Belge alıntısı:
——————————
Çeşitli yayınevlerinde dünya edebiyatı alanında editör, lektör ve yönetici editör olarak çalıştınız. Bu üç tip editörlük arasındaki farklar nelerdir? 

 

Bir kitabın editörlüğünü yapmak, elinizdeki dosya ya da çeviri metnin, kitabın yayımlanma aşaması ve sonraki yaklaşık altı aylık süreç boyunca sorumluluğunu üstlenmektir; içerik, dil ve kitabın dış görünüşüyle ilgili meseleler de buna dahildir. Lektör; daha çok, gelen dosyaları değerlendirip olumlu veya olumsuz karar bildiren raporlar yazar. Dizi editörü ya da yönetici editör ise sorumlu olduğu dizideki kitapların seçiminde söz sahibidir, ayrıca yayım programını ve bütçesini de hazırlar, hatta tanıtımında da rol oynar. Bu üç görevin kesiştiği de olur elbette.

 

ÇİZGİ DIŞI VE AVANGART YAZIN, NOBEL ADAYI LİSTELERİNDE PEK YER BULMAZ

 

Size dair en çok merak ettiğim konulardan biri de, favori yazarlarınızın isimleri.

Aslında sevdiğim yazarlardan çok, sevdiğim kitaplar var. Hayran olduğum yazarlardan bazıları: George Eliot, belli başlı Rus yazarlar, Kafka, Robert Walser, Woolf, Platonov, Beckett, James Agee, Flaubert, Henry Green. Bazı kurgu dışı kitapları, tanıklıkları da özellikle seviyorum: James Agee’nin Büyük Bunalım zamanında yoksul çiftçileri anlattığı yazı dizilerinden oluşan kitabı Let Us Now Praise Famous Men yahut Stig Dagerman’ın Alman Sonbaharı gibi. Richard Hughes’un, Jamaika’da Bir Fırtına romanına da bayılırım. Sebald’in eserlerini, Dickens’ı, özellikle Kasvetli Ev’ini çok severim.
——————————
Alıntılanan veriler:

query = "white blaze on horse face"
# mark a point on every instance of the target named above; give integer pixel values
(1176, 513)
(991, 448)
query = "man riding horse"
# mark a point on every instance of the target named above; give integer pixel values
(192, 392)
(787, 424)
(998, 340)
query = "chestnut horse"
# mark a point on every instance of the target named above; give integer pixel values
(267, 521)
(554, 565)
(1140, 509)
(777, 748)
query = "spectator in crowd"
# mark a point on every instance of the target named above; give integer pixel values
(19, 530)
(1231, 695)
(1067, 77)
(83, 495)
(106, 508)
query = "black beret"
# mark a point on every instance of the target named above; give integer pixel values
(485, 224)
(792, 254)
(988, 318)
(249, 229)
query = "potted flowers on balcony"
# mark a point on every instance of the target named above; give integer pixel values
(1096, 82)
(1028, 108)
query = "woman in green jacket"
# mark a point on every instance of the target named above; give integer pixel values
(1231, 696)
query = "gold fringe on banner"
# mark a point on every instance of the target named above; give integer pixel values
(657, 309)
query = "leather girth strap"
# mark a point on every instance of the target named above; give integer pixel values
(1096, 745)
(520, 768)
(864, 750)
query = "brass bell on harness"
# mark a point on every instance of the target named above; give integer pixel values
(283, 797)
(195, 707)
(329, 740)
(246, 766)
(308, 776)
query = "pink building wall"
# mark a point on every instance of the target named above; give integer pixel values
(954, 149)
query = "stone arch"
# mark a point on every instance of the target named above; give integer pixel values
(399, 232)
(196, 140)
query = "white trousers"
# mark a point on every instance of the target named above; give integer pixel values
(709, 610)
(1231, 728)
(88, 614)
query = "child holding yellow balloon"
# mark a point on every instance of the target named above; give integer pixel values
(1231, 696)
——————————
Yapılacak işler:
#1 Editörlük üzerine söyleşiye göre lektör daha çok hangi işi yapar?
#2 Editörlük üzerine söyleşide "Aslında sevdiğim yazarlardan" sözleriyle başlayıp "Ev’ini çok severim." sözleriyle biten kısmı hiç değiştirmeden aktarınız.
#3 Editörlük üzerine söyleşiyi son cümlesinden sonra gelecek biçimde devam ettiriniz.
Malzemenin bu çalışmayla hiçbir ilgisi bulunmamaktadır.

Beklenen yanıtlar:
#1 Gelen dosyaları değerlendirip olumlu veya olumsuz karar bildiren raporlar yazar.

#2
Aslında sevdiğim yazarlardan çok, sevdiğim kitaplar var. Hayran olduğum yazarlardan bazıları: George Eliot, belli başlı Rus yazarlar, Kafka, Robert Walser, Woolf, Platonov, Beckett, James Agee, Flaubert, Henry Green. Bazı kurgu dışı kitapları, tanıklıkları da özellikle seviyorum: James Agee’nin Büyük Bunalım zamanında yoksul çiftçileri anlattığı yazı dizilerinden oluşan kitabı Let Us Now Praise Famous Men yahut Stig Dagerman’ın Alman Sonbaharı gibi. Richard Hughes’un, Jamaika’da Bir Fırtına romanına da bayılırım. Sebald’in eserlerini, Dickens’ı, özellikle Kasvetli Ev’ini çok severim.

#3
 

Ayfer Tunç’un kurucusu olduğu Yazmak Atölyesi’nde “Çağdaş Edebiyatı Okumak” isimli atölyeyi de yönetiyorsunuz. Bu atölyenin geleceğine ilişkin planlarınız nelerdir?

“Çağdaş Edebiyatı Okumak” atölyesi, ikinci senesinde daha da ilgi gördü ve katılımcı sayısı ikiye katlandı. Daha yeni yayımlanmış, hakkında pek yazı yazılmamış kitapları okuyoruz. Dünya ve ülke gündemine uyan kitaplar seçmeye gayret ediyoruz. Bu yeni kitapları derinlemesine ele almak kolay olmuyor. Kimi zaman iki kitap okuduk; benzer temalı, karşılaştırma yapabileceğimiz kitapları seçtik. Devam etmek istiyorum çünkü bana kitaplar üzerine düşünme fırsatı veriyor. Ayrıca katılımcıların da değerli katkıları oluyor. Hep şu soruyu sorup peşinden gidiyoruz: “Yazar bunu niye yaptı?” Yeni etkinlik düşüncesi var, bu konuyu önümüzdeki günlerde değerlendireceğiz. 

 

Nobel gibi dünya çapında önemli bir edebiyat ödülü alacak yazarları nasıl keşfediyorsunuz? Edebiyatta “iyi koku almak”, öğrenilebilir bir şey mi yoksa sadece yetenek mi?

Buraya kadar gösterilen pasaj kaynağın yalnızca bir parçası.